-- YOUR TASK --
Reproduce the lines below exactly. Skip images.

Saved data entries
============
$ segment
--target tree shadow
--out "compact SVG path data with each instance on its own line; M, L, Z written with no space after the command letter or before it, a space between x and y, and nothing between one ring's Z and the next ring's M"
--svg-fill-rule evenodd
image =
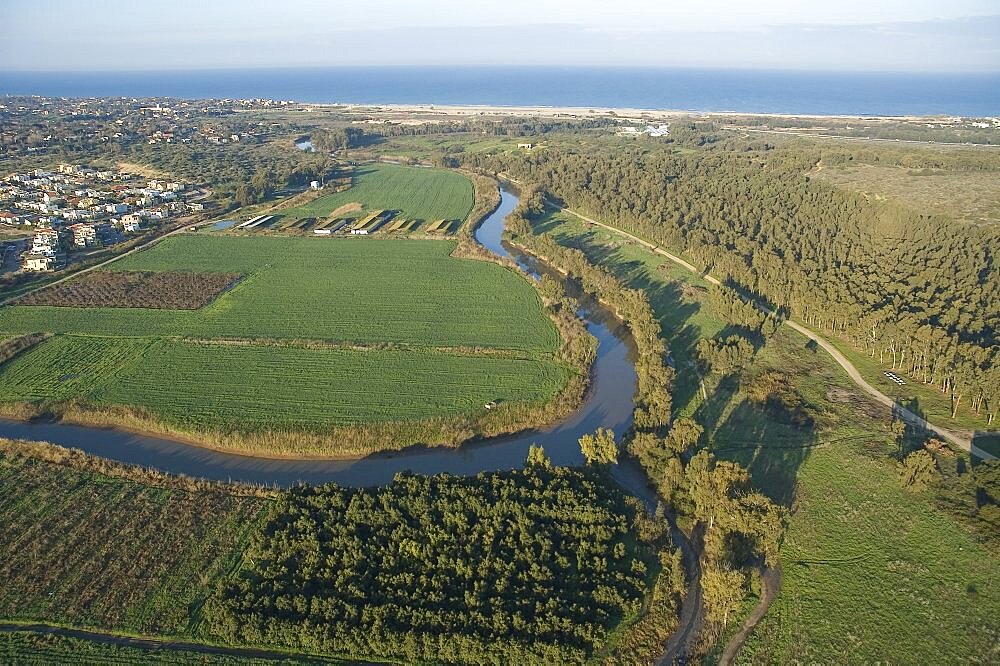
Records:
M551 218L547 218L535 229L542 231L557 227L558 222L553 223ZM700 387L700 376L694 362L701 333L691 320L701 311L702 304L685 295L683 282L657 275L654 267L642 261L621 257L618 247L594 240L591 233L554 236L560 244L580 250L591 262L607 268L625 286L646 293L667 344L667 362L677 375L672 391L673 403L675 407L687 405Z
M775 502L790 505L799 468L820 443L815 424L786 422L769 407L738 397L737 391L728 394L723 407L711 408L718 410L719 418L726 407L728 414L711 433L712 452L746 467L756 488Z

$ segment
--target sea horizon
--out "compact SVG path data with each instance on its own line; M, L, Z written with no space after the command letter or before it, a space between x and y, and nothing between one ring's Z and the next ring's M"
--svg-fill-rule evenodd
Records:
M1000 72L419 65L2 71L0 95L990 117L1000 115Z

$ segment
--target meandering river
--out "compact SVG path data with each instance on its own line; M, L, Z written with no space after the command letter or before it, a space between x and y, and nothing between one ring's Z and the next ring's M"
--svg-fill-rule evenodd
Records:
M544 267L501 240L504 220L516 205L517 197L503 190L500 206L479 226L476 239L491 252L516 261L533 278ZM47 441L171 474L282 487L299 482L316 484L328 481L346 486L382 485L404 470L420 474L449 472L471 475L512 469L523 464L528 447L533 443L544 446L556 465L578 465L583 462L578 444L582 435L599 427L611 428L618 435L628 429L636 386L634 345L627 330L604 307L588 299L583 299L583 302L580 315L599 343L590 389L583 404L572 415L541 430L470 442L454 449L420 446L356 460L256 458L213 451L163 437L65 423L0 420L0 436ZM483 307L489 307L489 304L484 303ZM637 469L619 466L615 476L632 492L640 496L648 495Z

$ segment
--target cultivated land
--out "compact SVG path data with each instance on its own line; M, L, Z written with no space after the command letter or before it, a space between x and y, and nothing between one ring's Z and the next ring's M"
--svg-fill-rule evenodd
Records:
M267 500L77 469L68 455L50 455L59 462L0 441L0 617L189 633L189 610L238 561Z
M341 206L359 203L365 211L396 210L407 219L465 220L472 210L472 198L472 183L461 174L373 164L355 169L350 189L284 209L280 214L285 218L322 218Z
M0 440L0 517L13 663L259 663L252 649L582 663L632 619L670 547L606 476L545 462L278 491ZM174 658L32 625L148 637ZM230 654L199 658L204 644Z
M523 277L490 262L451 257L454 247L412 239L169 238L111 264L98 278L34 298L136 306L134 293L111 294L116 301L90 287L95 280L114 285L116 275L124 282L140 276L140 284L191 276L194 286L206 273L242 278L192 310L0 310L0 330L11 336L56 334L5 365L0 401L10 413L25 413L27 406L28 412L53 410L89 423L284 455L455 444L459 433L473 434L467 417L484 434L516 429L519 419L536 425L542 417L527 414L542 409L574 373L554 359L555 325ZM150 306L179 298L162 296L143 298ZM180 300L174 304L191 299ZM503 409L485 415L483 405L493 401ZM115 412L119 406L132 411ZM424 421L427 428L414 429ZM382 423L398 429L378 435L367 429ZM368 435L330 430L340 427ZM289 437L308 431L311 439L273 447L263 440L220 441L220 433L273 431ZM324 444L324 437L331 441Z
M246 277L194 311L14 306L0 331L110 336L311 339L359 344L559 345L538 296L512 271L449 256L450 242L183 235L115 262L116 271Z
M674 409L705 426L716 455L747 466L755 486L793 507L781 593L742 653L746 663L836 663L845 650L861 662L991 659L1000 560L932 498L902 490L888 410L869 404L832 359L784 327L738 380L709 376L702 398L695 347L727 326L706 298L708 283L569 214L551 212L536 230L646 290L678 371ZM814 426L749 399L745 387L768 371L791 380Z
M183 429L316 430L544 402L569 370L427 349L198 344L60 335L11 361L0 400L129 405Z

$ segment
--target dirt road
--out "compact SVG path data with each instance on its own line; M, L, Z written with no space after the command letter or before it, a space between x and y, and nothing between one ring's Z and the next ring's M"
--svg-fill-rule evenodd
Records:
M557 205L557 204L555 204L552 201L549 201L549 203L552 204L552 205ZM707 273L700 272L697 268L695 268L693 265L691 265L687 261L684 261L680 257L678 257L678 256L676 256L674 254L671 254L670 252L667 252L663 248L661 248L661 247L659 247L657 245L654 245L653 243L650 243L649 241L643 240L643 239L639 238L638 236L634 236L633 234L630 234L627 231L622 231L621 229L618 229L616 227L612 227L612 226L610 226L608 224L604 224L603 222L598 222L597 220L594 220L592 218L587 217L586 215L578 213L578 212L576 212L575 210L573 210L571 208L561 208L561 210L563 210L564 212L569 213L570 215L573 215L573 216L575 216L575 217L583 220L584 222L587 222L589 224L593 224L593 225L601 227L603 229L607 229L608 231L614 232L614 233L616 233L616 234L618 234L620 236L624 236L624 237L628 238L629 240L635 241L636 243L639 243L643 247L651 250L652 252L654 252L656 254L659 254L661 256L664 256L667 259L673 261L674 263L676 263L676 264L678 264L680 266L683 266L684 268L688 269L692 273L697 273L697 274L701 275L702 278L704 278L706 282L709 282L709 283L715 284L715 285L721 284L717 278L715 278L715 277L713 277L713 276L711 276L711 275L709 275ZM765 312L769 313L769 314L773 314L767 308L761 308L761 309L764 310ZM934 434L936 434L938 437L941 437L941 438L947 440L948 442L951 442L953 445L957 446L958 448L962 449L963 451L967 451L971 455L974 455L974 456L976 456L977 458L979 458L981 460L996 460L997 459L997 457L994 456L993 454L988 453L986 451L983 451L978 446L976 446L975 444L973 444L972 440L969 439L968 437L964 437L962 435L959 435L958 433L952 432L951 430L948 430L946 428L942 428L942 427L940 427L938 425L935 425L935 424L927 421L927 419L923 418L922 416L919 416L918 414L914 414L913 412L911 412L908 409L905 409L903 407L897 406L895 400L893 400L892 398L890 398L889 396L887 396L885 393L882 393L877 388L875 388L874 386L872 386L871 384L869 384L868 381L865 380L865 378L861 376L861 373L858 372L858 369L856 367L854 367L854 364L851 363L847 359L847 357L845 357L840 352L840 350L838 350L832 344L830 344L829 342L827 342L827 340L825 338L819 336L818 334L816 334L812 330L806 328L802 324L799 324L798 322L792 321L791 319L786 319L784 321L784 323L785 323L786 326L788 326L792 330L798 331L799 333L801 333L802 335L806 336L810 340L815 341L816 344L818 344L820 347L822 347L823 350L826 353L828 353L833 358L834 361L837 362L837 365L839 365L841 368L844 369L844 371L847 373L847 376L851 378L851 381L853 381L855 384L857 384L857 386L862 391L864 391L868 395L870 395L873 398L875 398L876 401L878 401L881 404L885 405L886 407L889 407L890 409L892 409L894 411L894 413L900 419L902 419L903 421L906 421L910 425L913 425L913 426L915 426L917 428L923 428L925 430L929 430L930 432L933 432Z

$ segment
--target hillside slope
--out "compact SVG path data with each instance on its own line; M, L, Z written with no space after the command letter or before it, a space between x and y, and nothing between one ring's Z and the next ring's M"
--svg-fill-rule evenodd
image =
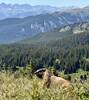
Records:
============
-- ANSWER TO THIS PROBLEM --
$ segment
--target tree shadow
--out "compact SVG path data with each instance on its own line; M, L, Z written with no space after the command letter or before it, a space between x and y, and nothing between one ring's Z and the next ring's M"
--svg-fill-rule evenodd
image =
Records:
M551 218L547 218L535 229L542 231L557 227L558 222L553 223ZM700 387L700 376L694 362L701 333L691 320L701 311L702 304L685 295L683 282L657 275L654 267L642 261L621 257L618 247L594 240L591 233L554 236L560 244L580 250L591 262L607 268L625 286L646 293L667 344L667 362L677 375L672 391L673 403L675 407L687 405Z
M775 502L790 505L799 468L820 443L815 424L786 422L769 407L738 397L737 391L728 394L723 407L711 408L718 410L719 418L726 407L728 414L711 433L712 452L746 467L756 488Z

$ segment
--target sea horizon
--out "compact SVG path data with each instance on its own line; M, L, Z written with no space after the command letter or before it, a space between x and y, and nothing between one ring's Z and the next ring's M"
--svg-fill-rule evenodd
Records:
M1000 72L419 65L2 71L0 95L990 117L1000 115Z

$ segment
--target meandering river
--out "compact SVG path data with each instance on its own line; M, L, Z written with no space after the command letter or before it, a space between x and y, and nothing between one ring's Z and the next ring's M"
--svg-fill-rule evenodd
Records:
M544 267L501 240L504 220L516 205L517 197L503 190L500 206L479 226L476 239L491 252L516 261L533 278ZM47 441L171 474L282 487L299 482L316 484L328 481L346 486L382 485L404 470L420 474L449 472L471 475L512 469L523 464L528 447L533 443L544 446L556 465L578 465L583 462L578 444L582 435L599 427L611 428L618 435L628 429L636 386L634 345L627 330L604 307L588 299L583 299L583 302L580 315L599 343L590 389L583 404L572 415L541 430L470 442L454 449L420 446L356 460L256 458L213 451L163 437L65 423L0 420L0 436ZM483 307L489 307L489 304L484 303ZM637 469L619 466L615 476L632 492L640 496L648 495Z

$ segment
--target cultivated land
--out "compact SVG path data with each instance on its own line; M, L, Z written with no space after the command letter or before it, a space between x and y, and nothing between one ring's Z and the next ring's M"
--svg-fill-rule evenodd
Records:
M267 500L77 469L68 455L50 455L59 462L0 441L0 617L189 633L189 610L238 561Z
M341 206L359 203L365 211L396 210L407 219L465 220L472 210L472 198L472 183L461 174L373 164L355 169L350 189L284 209L280 214L285 218L322 218Z
M0 440L0 517L13 663L259 663L252 649L582 663L632 619L670 547L606 476L545 462L278 491ZM174 658L32 625L148 637ZM230 654L199 658L204 644Z
M523 277L490 262L451 257L454 247L412 239L169 238L111 264L98 278L34 298L136 306L134 293L111 294L116 301L90 287L95 280L114 285L116 275L124 282L140 276L140 284L191 276L194 286L206 273L242 278L192 310L0 310L0 330L11 336L56 334L5 365L0 401L10 413L25 413L27 406L28 412L53 410L89 423L284 455L455 444L459 433L473 434L467 417L484 434L516 429L519 419L536 425L542 417L527 414L542 409L574 373L554 359L555 325ZM150 306L179 298L162 296L143 298ZM180 300L174 304L191 299ZM503 409L485 415L483 405L493 401ZM115 412L119 406L132 411ZM424 421L427 428L414 429ZM382 423L398 429L378 435L367 429ZM368 435L330 430L340 427ZM289 437L308 431L311 439L273 447L263 440L220 441L220 433L273 431ZM324 444L324 437L331 441Z
M246 277L194 311L14 306L0 331L110 336L311 339L359 344L559 345L538 296L512 271L449 256L450 242L183 235L115 262L116 271Z
M674 409L705 426L716 455L747 466L755 486L793 507L781 593L742 653L746 663L836 663L845 650L861 662L991 659L1000 560L932 498L902 490L888 410L869 404L832 359L784 327L738 380L709 376L702 398L695 347L727 326L706 298L708 283L569 214L551 212L536 230L646 290L678 371ZM814 426L749 399L745 387L768 371L791 380Z
M183 429L316 430L544 402L569 370L427 349L198 344L60 335L11 361L0 400L129 405Z

$ segment
--target dirt road
--out "compact SVG path data with each instance on its own line; M, L, Z written with no space after the command letter or before it, a space between x and y, and nothing between one ring's Z and the next ring's M"
--svg-fill-rule evenodd
Records:
M557 205L557 204L555 204L552 201L549 201L549 203L552 204L552 205ZM707 273L700 272L697 268L695 268L693 265L691 265L687 261L684 261L680 257L678 257L678 256L676 256L674 254L671 254L670 252L667 252L663 248L661 248L661 247L659 247L657 245L654 245L653 243L650 243L649 241L643 240L643 239L639 238L638 236L634 236L633 234L630 234L627 231L622 231L621 229L618 229L616 227L612 227L612 226L610 226L608 224L604 224L603 222L598 222L597 220L594 220L592 218L587 217L586 215L578 213L578 212L576 212L575 210L573 210L571 208L561 208L561 210L563 210L564 212L569 213L570 215L573 215L573 216L575 216L575 217L583 220L584 222L587 222L589 224L593 224L593 225L601 227L603 229L607 229L608 231L614 232L614 233L616 233L616 234L618 234L620 236L624 236L624 237L628 238L629 240L635 241L636 243L639 243L643 247L651 250L652 252L654 252L656 254L659 254L661 256L664 256L667 259L673 261L674 263L676 263L676 264L678 264L680 266L683 266L684 268L688 269L692 273L697 273L697 274L701 275L702 278L704 278L706 282L709 282L709 283L715 284L715 285L721 284L717 278L715 278L715 277L713 277L713 276L711 276L711 275L709 275ZM765 312L769 313L769 314L773 314L767 308L761 308L761 309L764 310ZM934 434L936 434L938 437L941 437L941 438L947 440L948 442L951 442L953 445L957 446L958 448L962 449L963 451L967 451L971 455L974 455L974 456L976 456L977 458L979 458L981 460L996 460L997 459L997 457L994 456L993 454L988 453L986 451L983 451L978 446L976 446L975 444L973 444L972 440L969 439L968 437L964 437L962 435L959 435L958 433L952 432L951 430L948 430L946 428L942 428L942 427L940 427L938 425L935 425L935 424L927 421L927 419L923 418L922 416L919 416L918 414L914 414L913 412L911 412L908 409L905 409L903 407L897 406L895 400L893 400L892 398L890 398L889 396L887 396L885 393L882 393L877 388L875 388L874 386L872 386L871 384L869 384L868 381L865 380L865 378L861 376L861 373L858 372L858 369L856 367L854 367L854 364L851 363L847 359L847 357L845 357L840 352L840 350L838 350L832 344L830 344L829 342L827 342L827 340L825 338L819 336L818 334L816 334L812 330L806 328L802 324L799 324L798 322L792 321L791 319L786 319L784 321L784 323L785 323L786 326L788 326L792 330L798 331L799 333L801 333L802 335L806 336L810 340L815 341L816 344L818 344L820 347L822 347L823 350L826 353L828 353L833 358L834 361L837 362L837 365L839 365L841 368L844 369L844 371L847 373L847 376L851 378L851 381L853 381L855 384L857 384L857 386L862 391L864 391L868 395L870 395L873 398L875 398L876 401L878 401L881 404L885 405L886 407L889 407L890 409L892 409L894 411L894 413L900 419L902 419L903 421L906 421L910 425L913 425L913 426L915 426L917 428L923 428L925 430L929 430L930 432L933 432Z

$ segment
--target hillside slope
--out "compact SVG path data with each instance on its own line; M, L, Z written with no space after the command letter or before it, a space between x and y, and nothing between one ring's Z and the next ring's M"
--svg-fill-rule evenodd
image =
Records:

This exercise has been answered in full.